Beantworten Sie anhand des Textes zur Mehrsprachigkeit der Schweiz diese Fragen:
(a) Wie viele Landessprachen hat die Schweiz?
(b) Mit welchem Stimmenverhältnis hat der Kantonsrat die Motion angenommen?
(c) Was will diese Motion abschaffen?

_TEXTAUSZUG_
┌──
Bedenkliches Zeichen gegen die sprachliche Kohäsion und die Identität der Schweiz
Vier Landessprachen – das ist ein Teil unserer Identität. Die Mehrsprachigkeit ist ein zentraler Pfeiler der Schweizer Kultur und ein Fundament unseres Zusammenhalts. Und darauf darf die Schweiz auch stolz sein.
Der Kantonsrat hat heute ein fatales Zeichen für die Mehrsprachigkeit in der Schweiz gesetzt. 108:64 KantonsrätInnen haben heute eine Motion angenommen, welche das Frühfranzösische in der Primarschule abschaffen will.
Mein Votum im Kantonsrat:
Es ist oder muss ich sagen war in nationalen Greminen selbstverständlich, dass jede Person in ihrer Landessprache sprach – und die anderen antworteten in ihrer. Diese gelebte sprachliche Vielfalt ermöglichte Verständigung über Gräben hinweg – politisch wie geografisch. Wenn die diese Kommunikation in Zukunft in Englisch erfolgen muss, geht ein Teil unserer Identität verloren und wenn beide eine Fremdsprache sprechen, wird auch die Verständigung darunter leiden.
└──
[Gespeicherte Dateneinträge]
┌──
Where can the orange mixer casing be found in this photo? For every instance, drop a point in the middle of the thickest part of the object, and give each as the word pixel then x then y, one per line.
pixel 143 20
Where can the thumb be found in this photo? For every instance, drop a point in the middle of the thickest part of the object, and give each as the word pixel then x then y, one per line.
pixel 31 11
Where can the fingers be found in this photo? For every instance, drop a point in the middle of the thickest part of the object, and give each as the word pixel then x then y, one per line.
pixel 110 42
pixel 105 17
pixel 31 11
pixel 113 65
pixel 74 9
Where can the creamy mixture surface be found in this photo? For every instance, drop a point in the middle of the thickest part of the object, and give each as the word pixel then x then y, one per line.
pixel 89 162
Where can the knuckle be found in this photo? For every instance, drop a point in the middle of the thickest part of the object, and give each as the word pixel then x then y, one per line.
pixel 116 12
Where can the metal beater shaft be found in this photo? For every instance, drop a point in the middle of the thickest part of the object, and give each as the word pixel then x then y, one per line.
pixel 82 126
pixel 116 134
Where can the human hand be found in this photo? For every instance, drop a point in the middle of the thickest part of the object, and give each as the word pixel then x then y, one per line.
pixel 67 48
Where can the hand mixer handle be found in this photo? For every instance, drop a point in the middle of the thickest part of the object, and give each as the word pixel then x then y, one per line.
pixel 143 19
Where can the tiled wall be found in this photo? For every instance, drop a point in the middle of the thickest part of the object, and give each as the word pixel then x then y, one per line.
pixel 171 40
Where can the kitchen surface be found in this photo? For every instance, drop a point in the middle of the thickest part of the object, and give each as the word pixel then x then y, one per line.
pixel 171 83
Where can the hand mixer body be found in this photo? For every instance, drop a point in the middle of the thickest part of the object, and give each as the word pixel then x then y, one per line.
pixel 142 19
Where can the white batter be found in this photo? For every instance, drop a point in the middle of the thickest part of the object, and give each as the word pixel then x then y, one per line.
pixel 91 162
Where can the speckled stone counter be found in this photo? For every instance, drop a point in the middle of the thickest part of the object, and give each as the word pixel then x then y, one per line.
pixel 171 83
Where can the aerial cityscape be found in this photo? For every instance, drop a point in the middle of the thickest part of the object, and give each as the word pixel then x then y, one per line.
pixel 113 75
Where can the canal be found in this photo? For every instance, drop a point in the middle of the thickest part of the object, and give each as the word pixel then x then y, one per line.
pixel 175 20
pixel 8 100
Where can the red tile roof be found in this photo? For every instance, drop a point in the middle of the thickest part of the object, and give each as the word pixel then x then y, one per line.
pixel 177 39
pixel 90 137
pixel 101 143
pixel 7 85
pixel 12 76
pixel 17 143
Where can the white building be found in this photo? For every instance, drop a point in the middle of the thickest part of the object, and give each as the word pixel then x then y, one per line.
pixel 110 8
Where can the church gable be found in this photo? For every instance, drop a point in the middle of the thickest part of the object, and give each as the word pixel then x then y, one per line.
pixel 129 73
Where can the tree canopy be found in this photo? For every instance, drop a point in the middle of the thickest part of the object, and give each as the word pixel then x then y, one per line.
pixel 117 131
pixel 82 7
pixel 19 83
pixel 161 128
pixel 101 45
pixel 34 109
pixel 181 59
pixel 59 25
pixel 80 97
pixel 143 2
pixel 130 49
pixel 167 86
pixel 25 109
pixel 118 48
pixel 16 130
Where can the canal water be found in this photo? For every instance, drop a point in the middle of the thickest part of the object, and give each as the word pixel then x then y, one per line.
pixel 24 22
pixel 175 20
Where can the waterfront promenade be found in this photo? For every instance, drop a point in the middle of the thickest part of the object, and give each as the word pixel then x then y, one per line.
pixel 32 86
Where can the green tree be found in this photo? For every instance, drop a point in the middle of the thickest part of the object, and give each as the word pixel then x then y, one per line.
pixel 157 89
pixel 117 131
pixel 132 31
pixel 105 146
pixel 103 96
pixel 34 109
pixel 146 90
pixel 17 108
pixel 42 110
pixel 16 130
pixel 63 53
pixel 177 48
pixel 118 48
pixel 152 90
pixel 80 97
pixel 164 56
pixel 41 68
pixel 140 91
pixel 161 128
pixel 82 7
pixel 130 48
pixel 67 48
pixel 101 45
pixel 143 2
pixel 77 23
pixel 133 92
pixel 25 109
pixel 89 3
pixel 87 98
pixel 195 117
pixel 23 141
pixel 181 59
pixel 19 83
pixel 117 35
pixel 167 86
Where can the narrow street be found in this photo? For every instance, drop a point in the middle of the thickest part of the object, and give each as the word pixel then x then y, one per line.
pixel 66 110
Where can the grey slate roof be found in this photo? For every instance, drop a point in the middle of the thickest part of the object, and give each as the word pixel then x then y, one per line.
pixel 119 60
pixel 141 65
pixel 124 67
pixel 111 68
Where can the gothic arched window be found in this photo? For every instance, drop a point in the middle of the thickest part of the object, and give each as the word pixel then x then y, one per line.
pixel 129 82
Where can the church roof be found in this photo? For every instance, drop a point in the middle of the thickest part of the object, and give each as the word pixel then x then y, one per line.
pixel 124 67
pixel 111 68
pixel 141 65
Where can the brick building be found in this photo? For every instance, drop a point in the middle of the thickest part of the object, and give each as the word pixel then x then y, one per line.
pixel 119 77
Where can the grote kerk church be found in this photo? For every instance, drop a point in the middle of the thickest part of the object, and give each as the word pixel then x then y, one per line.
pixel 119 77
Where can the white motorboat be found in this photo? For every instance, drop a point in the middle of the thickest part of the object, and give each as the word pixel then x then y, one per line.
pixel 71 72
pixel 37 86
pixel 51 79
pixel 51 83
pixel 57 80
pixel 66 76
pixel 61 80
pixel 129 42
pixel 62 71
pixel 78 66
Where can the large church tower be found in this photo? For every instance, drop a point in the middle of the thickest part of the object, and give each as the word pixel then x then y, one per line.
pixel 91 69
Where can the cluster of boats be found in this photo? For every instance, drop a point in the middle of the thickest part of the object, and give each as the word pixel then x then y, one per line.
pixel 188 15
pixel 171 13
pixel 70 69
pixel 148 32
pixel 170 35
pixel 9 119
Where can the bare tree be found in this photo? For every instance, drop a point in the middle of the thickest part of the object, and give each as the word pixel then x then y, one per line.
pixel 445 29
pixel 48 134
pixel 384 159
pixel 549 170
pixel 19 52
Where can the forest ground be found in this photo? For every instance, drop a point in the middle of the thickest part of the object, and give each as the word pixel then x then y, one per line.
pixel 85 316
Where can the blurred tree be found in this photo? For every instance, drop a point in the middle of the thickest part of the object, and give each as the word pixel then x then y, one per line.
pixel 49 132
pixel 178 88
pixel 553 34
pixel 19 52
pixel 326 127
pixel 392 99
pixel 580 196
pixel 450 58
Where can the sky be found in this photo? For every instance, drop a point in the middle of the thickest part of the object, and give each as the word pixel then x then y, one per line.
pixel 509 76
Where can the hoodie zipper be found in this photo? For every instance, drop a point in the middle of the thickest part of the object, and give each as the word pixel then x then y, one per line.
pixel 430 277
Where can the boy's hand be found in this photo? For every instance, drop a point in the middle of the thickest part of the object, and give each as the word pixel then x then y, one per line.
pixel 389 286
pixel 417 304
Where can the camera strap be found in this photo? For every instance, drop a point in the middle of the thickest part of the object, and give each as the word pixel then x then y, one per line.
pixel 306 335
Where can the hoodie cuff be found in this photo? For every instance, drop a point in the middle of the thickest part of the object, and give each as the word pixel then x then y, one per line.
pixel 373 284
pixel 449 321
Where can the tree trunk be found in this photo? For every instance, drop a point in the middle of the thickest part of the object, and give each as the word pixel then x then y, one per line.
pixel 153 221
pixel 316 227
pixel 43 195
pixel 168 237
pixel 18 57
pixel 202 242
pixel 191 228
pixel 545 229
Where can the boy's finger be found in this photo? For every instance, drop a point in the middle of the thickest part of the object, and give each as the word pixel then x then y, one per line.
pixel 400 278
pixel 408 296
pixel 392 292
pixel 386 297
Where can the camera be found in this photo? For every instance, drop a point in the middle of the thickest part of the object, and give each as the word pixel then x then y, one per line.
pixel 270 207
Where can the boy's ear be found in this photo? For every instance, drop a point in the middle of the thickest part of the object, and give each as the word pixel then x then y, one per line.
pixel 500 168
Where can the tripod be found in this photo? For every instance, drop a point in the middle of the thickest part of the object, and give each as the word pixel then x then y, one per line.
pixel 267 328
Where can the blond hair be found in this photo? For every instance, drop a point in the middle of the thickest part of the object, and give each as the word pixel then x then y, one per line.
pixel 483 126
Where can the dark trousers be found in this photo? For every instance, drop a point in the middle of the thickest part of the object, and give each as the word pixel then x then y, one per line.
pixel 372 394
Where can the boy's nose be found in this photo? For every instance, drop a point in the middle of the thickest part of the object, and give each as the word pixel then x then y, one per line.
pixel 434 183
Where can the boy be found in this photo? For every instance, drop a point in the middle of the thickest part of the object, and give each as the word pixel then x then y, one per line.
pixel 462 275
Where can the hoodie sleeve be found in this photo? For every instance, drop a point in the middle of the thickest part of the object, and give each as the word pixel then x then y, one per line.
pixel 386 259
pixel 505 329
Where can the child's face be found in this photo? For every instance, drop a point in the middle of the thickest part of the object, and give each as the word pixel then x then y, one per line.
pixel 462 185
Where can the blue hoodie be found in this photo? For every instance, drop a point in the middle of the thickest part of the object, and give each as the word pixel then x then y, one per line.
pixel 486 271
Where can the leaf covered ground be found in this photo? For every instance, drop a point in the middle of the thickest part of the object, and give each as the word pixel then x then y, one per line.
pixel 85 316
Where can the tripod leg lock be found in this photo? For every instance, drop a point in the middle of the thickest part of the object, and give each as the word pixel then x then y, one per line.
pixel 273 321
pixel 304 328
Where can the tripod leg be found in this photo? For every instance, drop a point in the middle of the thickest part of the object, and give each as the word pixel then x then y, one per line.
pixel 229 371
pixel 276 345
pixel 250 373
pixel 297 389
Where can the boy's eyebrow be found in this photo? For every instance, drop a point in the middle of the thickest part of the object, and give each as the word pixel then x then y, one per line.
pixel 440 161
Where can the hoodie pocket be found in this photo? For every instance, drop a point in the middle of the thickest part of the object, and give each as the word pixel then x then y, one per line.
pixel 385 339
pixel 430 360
└──
_ANTWORT_
(a) Vier.
(b) Mit 108:64.
(c) Das Frühfranzösische in der Primarschule.